Work instruction ▸
From the text about a mother's breast cancer, print the passage starting at "It has been" and ending at "this insidious disease.".
** Source text follows **
It has been 13 years since my family’s first encounter with cancer. Although it was my mom who was diagnosed with the disease, the entire family was in shock. As a 17 year old student, I knew cancer exactly as it was portrayed in Bollywood movies – a fatal disease that would kill my mom eventually. However, the events that followed changed my perspective about life and strengthened my resolve to fight this insidious disease.
My mom, an officer with the Reserve Bank of India back then, was as ignorant about her health as any other Indian woman is. Her breast cancer was diagnosed during one of the mandatory health check-ups conducted by her employer. Looking back this was the turning point. As a clinical research professional now, who has worked in several cancer studies, I have realized that half the battle is won if the cancer is diagnosed at an early stage. At that time, we had no clue on how to proceed. I remember constantly persuading her to tell me what was going on in her mind. I would reassure her that she would be better one day. But I knew in my heart that she felt lonely and her confidence was waning with each passing day. Perhaps enrolling her in a support group or better awareness of the disease would have helped her to cope with the disease better.
Surgery and Treatment:
Another crucial factor was our general physician’s involvement, guidance and counselling. He along with other surgical and medical oncologists decided that my mom will undergo surgery followed by radiotherapy and chemotherapy. My mom underwent surgical removal of the affected breast and the other treatment modalities. By the end of the last chemo cycle, my mom’s immunity started to give way and in the weeks to follow the side effects were at their worst. Soon my mom would throw up at the slightest odour, her nails and veins had turned black to the extent that I could follow the vein right from her forearm to her fingers, and she was balding and would develop a cold or fever at the drop of a hat. The doctors surprisingly maintained that the surgery was successful and that the chemo would soon begin to work. We could only see the dark side of cancer, the one with the side effects and social stigma associated with removal of a breast and hair loss for a woman. I realized that my mom was going in to a shell but I was determined to not quit trying for my mom’s health and happiness.
Overcoming the Side Effects:
As her informal caregivers, my dad and I decided to tackle each problem as it came.
The most important one was alopecia. My mom had beautiful hair before the cancer struck. When she began losing patches of hair each day, it would simply chip away at her heart. We decided to get her an artificial wig so that she could confidently go out of the house. The next thing was to get her a silicone artificial breast. A woman’s breasts are her most intimate assets and I could only imagine how self-conscious she was feeling without one. A relative working in Tata Memorial Centre arranged for the wig and silicone breast. These were our initial victories in the war against cancer.
** End of Source text **
** Raw data follows **
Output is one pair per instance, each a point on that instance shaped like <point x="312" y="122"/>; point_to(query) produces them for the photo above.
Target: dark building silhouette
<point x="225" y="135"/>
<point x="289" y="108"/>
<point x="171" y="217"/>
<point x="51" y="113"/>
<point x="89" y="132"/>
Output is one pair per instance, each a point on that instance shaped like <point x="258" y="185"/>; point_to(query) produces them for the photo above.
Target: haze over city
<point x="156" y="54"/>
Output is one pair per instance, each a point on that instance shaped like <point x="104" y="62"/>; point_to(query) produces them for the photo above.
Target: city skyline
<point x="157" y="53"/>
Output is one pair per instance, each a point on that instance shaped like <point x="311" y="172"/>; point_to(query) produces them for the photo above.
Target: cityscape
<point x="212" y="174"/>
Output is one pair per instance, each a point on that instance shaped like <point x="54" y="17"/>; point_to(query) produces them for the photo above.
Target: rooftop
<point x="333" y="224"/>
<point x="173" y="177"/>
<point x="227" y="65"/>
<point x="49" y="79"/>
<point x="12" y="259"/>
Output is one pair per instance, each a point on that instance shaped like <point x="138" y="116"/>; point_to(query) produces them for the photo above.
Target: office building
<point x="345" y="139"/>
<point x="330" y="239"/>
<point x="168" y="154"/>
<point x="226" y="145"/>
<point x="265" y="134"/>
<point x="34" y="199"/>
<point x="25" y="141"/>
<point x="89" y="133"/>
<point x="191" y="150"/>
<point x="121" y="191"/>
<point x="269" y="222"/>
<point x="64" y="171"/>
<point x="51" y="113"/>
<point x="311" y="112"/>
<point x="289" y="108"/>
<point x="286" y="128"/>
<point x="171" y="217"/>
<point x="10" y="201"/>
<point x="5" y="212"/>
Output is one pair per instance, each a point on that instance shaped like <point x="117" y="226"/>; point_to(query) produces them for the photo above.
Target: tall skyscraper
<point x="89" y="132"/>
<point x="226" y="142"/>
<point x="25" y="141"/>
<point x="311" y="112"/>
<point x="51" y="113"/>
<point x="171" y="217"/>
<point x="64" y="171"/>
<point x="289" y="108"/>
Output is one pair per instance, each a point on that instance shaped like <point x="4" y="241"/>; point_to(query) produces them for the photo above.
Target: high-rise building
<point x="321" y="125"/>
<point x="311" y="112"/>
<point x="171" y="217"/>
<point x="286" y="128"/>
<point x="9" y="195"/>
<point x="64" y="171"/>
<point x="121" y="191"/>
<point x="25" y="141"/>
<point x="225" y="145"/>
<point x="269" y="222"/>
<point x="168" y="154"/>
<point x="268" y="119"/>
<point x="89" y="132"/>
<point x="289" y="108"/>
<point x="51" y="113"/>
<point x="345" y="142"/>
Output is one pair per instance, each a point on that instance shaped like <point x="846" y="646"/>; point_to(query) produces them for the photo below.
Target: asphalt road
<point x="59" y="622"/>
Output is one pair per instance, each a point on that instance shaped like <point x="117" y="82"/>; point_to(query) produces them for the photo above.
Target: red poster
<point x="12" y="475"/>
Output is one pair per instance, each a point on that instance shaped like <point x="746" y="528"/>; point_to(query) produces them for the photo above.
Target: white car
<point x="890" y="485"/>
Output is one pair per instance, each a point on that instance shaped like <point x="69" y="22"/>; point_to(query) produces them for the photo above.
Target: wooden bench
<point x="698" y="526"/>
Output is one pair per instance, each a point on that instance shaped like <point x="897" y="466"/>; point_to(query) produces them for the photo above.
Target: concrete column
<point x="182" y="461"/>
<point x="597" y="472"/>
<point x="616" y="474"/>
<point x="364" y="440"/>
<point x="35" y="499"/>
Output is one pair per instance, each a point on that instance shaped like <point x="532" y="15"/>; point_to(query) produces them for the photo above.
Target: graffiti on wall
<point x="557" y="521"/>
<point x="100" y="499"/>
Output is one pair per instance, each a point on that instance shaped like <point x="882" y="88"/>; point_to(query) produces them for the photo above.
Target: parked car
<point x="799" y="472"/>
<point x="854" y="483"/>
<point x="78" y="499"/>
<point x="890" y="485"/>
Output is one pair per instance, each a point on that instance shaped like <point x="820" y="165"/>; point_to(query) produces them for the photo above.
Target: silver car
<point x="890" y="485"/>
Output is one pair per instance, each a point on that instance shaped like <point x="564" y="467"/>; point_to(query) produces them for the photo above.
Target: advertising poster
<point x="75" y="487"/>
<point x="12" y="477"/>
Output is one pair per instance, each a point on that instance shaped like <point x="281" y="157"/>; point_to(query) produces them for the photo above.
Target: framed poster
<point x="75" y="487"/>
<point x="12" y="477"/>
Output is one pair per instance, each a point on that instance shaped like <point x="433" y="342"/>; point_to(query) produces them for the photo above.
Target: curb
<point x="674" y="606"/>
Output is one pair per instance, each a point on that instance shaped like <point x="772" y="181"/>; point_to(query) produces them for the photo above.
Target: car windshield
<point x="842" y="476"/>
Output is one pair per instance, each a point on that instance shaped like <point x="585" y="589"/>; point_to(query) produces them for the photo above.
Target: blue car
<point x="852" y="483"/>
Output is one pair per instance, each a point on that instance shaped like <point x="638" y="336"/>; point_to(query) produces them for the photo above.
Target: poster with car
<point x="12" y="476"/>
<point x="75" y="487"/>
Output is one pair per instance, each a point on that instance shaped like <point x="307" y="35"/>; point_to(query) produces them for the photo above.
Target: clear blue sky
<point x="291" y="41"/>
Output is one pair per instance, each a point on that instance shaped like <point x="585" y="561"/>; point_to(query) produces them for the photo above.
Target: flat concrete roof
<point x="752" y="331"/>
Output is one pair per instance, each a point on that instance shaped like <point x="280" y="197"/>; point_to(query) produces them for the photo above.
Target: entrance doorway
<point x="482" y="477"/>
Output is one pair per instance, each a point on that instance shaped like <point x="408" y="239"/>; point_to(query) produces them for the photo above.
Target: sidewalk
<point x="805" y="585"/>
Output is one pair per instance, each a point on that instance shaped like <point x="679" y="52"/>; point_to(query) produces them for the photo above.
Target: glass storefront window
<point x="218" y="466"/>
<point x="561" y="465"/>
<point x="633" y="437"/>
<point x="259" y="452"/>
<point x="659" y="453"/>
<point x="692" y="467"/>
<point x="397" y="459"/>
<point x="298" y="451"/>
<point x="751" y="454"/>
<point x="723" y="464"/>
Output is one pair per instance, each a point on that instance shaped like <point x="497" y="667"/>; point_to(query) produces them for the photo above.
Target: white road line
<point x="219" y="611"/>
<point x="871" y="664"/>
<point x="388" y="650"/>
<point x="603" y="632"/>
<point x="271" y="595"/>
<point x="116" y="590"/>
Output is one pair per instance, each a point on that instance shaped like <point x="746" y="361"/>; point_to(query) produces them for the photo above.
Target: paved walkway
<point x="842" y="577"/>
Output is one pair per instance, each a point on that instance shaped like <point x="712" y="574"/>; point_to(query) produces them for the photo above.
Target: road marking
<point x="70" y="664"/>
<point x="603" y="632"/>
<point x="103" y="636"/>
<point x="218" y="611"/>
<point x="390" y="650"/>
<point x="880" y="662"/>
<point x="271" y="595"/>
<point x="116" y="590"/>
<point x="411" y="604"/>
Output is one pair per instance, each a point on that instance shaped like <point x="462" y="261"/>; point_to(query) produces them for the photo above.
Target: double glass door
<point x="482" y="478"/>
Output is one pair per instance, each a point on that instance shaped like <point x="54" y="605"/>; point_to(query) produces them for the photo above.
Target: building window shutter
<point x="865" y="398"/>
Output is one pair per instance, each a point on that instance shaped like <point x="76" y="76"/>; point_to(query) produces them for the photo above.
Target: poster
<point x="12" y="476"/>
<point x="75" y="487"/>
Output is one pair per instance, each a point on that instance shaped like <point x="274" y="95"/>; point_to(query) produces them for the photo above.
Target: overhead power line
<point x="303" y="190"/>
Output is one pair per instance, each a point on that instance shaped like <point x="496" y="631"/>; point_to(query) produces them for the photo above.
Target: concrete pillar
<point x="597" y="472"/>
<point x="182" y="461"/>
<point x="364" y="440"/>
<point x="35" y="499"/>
** End of Raw data **
Result of the task ▸
It has been 13 years since my family’s first encounter with cancer. Although it was my mom who was diagnosed with the disease, the entire family was in shock. As a 17 year old student, I knew cancer exactly as it was portrayed in Bollywood movies – a fatal disease that would kill my mom eventually. However, the events that followed changed my perspective about life and strengthened my resolve to fight this insidious disease.